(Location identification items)
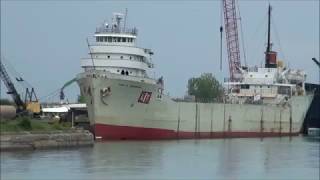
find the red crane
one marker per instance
(231, 29)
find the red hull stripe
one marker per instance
(113, 132)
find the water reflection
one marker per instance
(185, 159)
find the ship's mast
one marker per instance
(269, 23)
(271, 56)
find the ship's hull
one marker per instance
(127, 113)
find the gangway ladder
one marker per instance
(231, 29)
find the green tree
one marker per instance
(205, 88)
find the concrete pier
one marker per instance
(45, 140)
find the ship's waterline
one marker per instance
(120, 115)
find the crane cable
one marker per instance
(277, 37)
(242, 36)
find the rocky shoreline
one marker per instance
(45, 140)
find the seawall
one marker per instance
(45, 140)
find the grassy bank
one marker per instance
(29, 124)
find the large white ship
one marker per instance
(125, 103)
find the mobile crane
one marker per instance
(30, 103)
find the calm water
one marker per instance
(272, 158)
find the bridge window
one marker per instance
(245, 86)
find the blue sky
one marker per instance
(44, 41)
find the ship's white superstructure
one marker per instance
(125, 103)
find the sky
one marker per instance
(44, 40)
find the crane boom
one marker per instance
(231, 29)
(11, 89)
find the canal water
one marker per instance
(269, 158)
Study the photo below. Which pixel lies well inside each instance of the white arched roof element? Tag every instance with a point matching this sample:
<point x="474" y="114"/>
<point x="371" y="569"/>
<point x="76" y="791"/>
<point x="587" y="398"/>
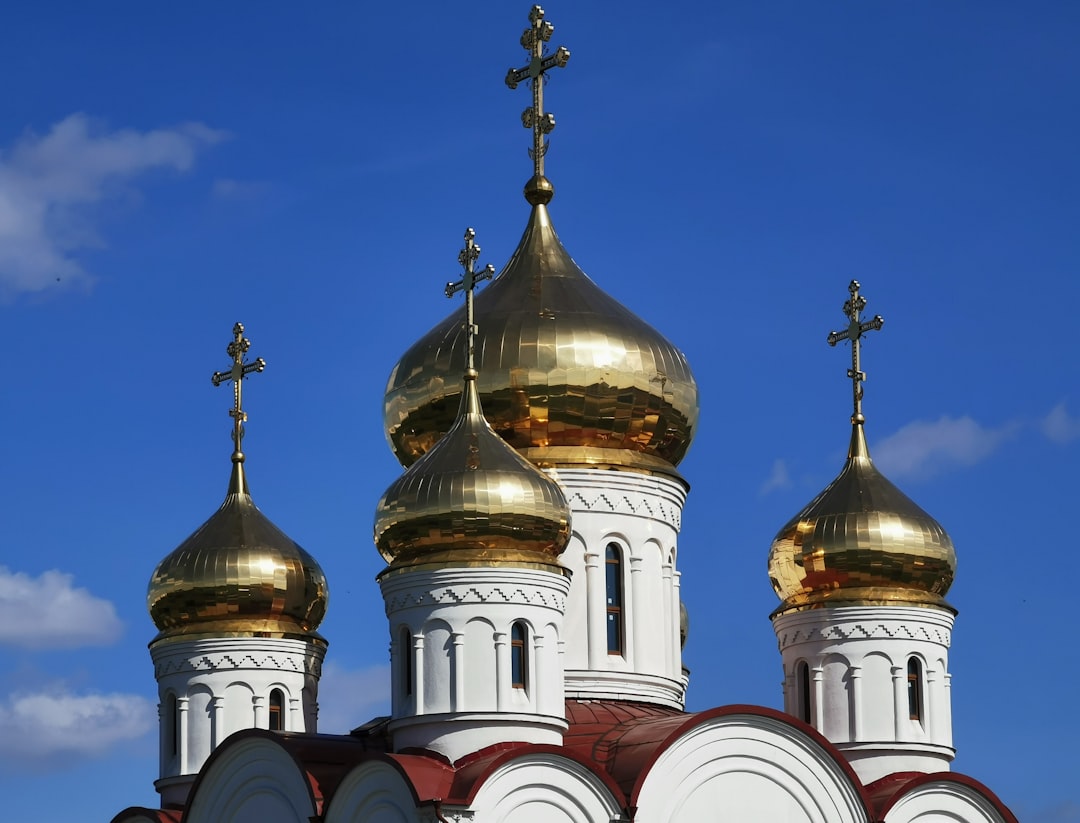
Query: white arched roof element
<point x="251" y="779"/>
<point x="947" y="799"/>
<point x="374" y="792"/>
<point x="543" y="787"/>
<point x="736" y="767"/>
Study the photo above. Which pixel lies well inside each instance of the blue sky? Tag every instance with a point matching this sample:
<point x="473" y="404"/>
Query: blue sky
<point x="723" y="169"/>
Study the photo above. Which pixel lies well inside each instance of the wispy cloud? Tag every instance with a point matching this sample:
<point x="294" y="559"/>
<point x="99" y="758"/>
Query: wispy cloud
<point x="778" y="479"/>
<point x="350" y="698"/>
<point x="1060" y="426"/>
<point x="50" y="184"/>
<point x="50" y="611"/>
<point x="922" y="448"/>
<point x="49" y="729"/>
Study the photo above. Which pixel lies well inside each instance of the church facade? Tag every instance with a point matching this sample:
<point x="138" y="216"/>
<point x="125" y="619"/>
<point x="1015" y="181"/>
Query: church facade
<point x="531" y="593"/>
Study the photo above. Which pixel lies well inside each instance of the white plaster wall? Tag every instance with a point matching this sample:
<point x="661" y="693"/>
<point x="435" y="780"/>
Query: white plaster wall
<point x="221" y="686"/>
<point x="858" y="659"/>
<point x="739" y="768"/>
<point x="538" y="788"/>
<point x="453" y="628"/>
<point x="643" y="515"/>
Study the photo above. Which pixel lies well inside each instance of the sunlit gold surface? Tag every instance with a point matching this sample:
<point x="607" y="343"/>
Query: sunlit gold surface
<point x="238" y="574"/>
<point x="861" y="541"/>
<point x="472" y="500"/>
<point x="567" y="374"/>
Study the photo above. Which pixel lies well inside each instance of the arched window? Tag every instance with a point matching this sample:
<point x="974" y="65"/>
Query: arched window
<point x="518" y="657"/>
<point x="405" y="653"/>
<point x="173" y="728"/>
<point x="914" y="689"/>
<point x="277" y="710"/>
<point x="802" y="675"/>
<point x="612" y="564"/>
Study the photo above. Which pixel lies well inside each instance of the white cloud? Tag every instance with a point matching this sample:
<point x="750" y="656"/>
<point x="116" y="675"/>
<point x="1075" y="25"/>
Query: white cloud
<point x="350" y="698"/>
<point x="926" y="447"/>
<point x="42" y="730"/>
<point x="49" y="185"/>
<point x="778" y="479"/>
<point x="1061" y="427"/>
<point x="49" y="611"/>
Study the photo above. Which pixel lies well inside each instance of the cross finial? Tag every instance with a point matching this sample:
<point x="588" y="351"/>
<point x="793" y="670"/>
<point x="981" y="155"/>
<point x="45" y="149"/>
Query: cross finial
<point x="238" y="350"/>
<point x="468" y="258"/>
<point x="854" y="333"/>
<point x="539" y="189"/>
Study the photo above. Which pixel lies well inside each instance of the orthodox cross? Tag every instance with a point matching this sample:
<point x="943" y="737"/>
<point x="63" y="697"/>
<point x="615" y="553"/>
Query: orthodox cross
<point x="854" y="333"/>
<point x="238" y="350"/>
<point x="534" y="41"/>
<point x="468" y="258"/>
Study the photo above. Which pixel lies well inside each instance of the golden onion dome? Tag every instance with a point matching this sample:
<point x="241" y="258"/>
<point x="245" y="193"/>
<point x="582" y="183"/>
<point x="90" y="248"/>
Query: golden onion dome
<point x="568" y="376"/>
<point x="861" y="541"/>
<point x="472" y="500"/>
<point x="238" y="575"/>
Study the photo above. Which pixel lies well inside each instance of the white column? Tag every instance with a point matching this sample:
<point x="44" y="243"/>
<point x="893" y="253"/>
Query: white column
<point x="595" y="611"/>
<point x="671" y="638"/>
<point x="856" y="702"/>
<point x="637" y="615"/>
<point x="457" y="664"/>
<point x="217" y="722"/>
<point x="501" y="672"/>
<point x="181" y="740"/>
<point x="418" y="674"/>
<point x="818" y="695"/>
<point x="900" y="701"/>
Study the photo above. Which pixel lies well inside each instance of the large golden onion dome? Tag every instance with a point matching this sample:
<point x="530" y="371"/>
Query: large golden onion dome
<point x="238" y="575"/>
<point x="472" y="500"/>
<point x="861" y="541"/>
<point x="568" y="376"/>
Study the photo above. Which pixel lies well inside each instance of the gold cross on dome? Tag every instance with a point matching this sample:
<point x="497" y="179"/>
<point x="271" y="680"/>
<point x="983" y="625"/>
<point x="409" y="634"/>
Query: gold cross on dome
<point x="854" y="333"/>
<point x="238" y="350"/>
<point x="468" y="258"/>
<point x="534" y="41"/>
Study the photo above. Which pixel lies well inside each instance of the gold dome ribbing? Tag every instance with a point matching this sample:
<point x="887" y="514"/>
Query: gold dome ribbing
<point x="861" y="541"/>
<point x="472" y="500"/>
<point x="238" y="574"/>
<point x="568" y="376"/>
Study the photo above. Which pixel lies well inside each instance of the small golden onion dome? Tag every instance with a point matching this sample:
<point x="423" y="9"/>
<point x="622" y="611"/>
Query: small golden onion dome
<point x="238" y="575"/>
<point x="472" y="500"/>
<point x="568" y="376"/>
<point x="861" y="541"/>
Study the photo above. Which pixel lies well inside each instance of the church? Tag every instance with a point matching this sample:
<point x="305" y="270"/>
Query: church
<point x="531" y="591"/>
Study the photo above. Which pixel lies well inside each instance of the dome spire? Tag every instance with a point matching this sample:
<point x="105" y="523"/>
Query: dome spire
<point x="238" y="350"/>
<point x="854" y="333"/>
<point x="538" y="190"/>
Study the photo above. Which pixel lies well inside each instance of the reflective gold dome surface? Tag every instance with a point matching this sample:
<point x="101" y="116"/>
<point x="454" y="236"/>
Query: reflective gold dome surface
<point x="861" y="541"/>
<point x="472" y="500"/>
<point x="238" y="574"/>
<point x="568" y="376"/>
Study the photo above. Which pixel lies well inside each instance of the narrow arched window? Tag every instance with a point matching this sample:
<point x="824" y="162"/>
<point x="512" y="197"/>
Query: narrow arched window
<point x="277" y="710"/>
<point x="173" y="730"/>
<point x="802" y="675"/>
<point x="518" y="657"/>
<point x="612" y="564"/>
<point x="405" y="653"/>
<point x="914" y="689"/>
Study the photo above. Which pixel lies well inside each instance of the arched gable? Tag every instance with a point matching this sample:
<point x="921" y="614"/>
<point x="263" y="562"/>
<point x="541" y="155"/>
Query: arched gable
<point x="543" y="787"/>
<point x="374" y="792"/>
<point x="251" y="778"/>
<point x="946" y="798"/>
<point x="730" y="766"/>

(Stated problem):
Repeat exactly, and only, the lines from the line with "of the narrow" through the end of the listing above, both ends included.

(Answer to this task):
Study the photo above. Which pixel lies well inside each instance of the narrow arched window? Tag every instance with a point matching this sample:
<point x="824" y="162"/>
<point x="512" y="197"/>
Query: narrow arched window
<point x="277" y="710"/>
<point x="173" y="730"/>
<point x="802" y="675"/>
<point x="518" y="657"/>
<point x="612" y="564"/>
<point x="405" y="653"/>
<point x="914" y="689"/>
Study the photo above. Which pixel lies well inside each instance of the arched gable? Tag every instance with a point matching this sample:
<point x="921" y="614"/>
<point x="263" y="562"/>
<point x="541" y="155"/>
Query: arched gable
<point x="543" y="787"/>
<point x="374" y="792"/>
<point x="251" y="778"/>
<point x="946" y="798"/>
<point x="730" y="766"/>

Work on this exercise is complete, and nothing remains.